▶ [Document passage]
"""

Liga Nasional
- Founded: 1992; 34 years ago
- Folded: 1993; 33 years ago
- Country: Malaysia
- Confederation: AFC
- Divisions: 4
- Level on pyramid: 4

= Liga Nasional =

Liga Nasional (National League or Malaysia National League) was an amateur football league in Malaysia. It was established in 1992 as amateur competition for the football club to compete in Malaysian football league system.

The league only ran for one season before folding the following year.

== History ==
=== Founding ===
A football league competition involving the representative sides of the state football association was first held in Malaysia in 1979. When it began, it was intended primarily as a qualifying tournament for the final knock-out stages of the Malaysia Cup. It was not until 1982 that a League Cup was introduced to recognise the winners of the preliminary stage as the league champions. Over the years, the league competition has gained important stature in its own right.

Initially the only teams allowed to participate in the league were the state FA's sides, teams representing the Military of Malaysia, the Royal Malaysian Police, and teams representing the neighbouring countries of Singapore and Brunei (though the Football Association of Singapore pulled out of the Malaysian League after the 1994 season following a dispute with the Football Association of Malaysia over gate receipts, and has not been involved since).

"""

▶ [Request a]
Can you put the entries from the line with "For every instance of the small" up to and including the line with "(1108, 460)" into a Markdown table with the columns Number and Content, leaving out any blank lines?
The Liga Nasional passage and the entries that follow it come from separate sources.

▶ [Record excerpts]

"""

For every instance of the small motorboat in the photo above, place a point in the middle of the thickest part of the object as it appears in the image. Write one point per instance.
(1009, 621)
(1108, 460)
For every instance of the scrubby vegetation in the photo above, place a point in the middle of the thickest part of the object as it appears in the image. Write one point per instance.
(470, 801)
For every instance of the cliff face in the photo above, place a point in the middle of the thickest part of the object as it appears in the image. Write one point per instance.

"""
"""

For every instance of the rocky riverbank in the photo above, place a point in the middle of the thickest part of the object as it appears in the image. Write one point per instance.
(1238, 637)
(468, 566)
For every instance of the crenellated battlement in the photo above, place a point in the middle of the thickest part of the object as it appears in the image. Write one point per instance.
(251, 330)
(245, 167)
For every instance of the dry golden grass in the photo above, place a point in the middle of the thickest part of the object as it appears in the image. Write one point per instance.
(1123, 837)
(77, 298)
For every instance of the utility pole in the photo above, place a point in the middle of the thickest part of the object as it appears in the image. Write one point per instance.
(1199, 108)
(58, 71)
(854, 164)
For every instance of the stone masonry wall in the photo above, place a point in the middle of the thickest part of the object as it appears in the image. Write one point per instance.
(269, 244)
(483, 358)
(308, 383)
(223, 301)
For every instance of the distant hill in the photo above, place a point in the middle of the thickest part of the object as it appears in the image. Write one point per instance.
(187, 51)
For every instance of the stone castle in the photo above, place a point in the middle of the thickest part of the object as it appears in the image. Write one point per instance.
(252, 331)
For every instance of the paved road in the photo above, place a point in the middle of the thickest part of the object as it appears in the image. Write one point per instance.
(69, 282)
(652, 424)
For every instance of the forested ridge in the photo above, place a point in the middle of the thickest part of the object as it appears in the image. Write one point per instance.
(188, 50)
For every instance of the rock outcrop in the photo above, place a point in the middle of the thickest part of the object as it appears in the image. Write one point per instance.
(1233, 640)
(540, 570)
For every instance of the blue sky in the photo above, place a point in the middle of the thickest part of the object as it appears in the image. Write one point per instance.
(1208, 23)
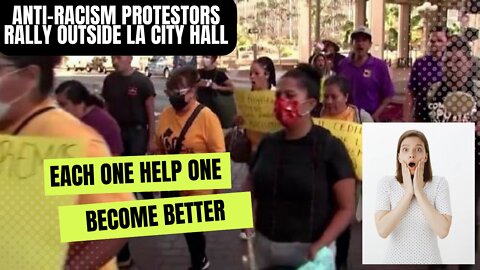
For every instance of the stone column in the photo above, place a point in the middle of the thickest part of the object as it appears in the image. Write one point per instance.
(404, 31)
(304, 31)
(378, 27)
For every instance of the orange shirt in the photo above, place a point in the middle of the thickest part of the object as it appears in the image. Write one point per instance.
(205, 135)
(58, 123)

"""

▶ [Request b]
According to the Liga Nasional passage, in what year was a League Cup introduced to recognize the winners of the preliminary stage as league champions?

▶ [Solution a]
| Number | Content |
|---|---|
| 1 | For every instance of the small motorboat in the photo above, place a point in the middle of the thickest part of the object as it appears in the image. Write one point per instance. |
| 2 | (1009, 621) |
| 3 | (1108, 460) |

▶ [Solution b]
1982